◆ **Exercise objective**
All lines in the material containing the word "above" need to be copied.

(Raw data)

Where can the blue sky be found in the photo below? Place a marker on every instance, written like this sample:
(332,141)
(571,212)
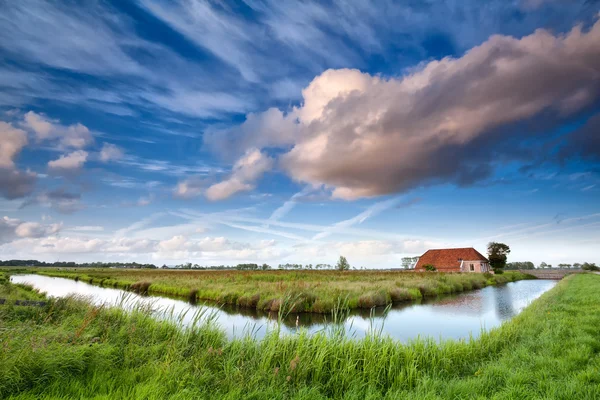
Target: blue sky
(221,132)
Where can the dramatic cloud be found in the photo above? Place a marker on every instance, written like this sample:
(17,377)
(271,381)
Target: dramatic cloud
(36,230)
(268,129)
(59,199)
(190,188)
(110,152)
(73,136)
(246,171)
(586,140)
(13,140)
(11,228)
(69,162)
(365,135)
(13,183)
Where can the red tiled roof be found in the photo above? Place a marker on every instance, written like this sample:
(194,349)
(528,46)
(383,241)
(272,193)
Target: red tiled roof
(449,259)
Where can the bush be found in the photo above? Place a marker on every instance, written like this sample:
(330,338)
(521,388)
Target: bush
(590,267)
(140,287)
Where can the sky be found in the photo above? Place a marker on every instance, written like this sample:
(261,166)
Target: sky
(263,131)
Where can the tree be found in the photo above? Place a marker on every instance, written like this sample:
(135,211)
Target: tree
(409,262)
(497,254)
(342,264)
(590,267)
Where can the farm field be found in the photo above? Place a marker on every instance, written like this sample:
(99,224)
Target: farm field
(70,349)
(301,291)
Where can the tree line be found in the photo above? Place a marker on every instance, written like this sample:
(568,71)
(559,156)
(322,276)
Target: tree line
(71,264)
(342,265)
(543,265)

(End Raw data)
(Raw data)

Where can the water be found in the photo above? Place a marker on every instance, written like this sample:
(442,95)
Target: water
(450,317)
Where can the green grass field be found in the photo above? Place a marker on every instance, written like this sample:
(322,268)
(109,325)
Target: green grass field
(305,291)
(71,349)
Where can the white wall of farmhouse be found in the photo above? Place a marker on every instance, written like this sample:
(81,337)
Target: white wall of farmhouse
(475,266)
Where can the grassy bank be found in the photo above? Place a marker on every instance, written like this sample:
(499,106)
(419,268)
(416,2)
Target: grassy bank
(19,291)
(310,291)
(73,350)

(End Raw data)

◆ **Answer space**
Where can the dramatic cloud be found in the photo above? Place a marker on every instance, written like this sample:
Where can the red tiled roof be found in the photo above? Place a marker on every instance, written like this sample:
Where can the bush be found in the photo above? Place a marker on every instance, written like this sample:
Where can the sky be found in the photo above? Place a marker on every instance, written like this sample:
Where can the tree be found in the photo above? Place a marker on every instance, written like this sample:
Where can the farm field be found in the photo above? Place a marker on every instance, written like this sample:
Where can the tree line be found in the photo above? Place a marker on every instance, written like this sample:
Where can the water be found in the photo above? Place a marker on every instance, written like this sample:
Where can the green grass field be found in the photo above? Place a marker on every instance, written like this sample:
Where can the white wall of farmhouse be found in the photo above? Place a marker on every instance, written like this sample:
Where can the grassy bank be found in the photo above? Place a marker on every instance, written like this sample:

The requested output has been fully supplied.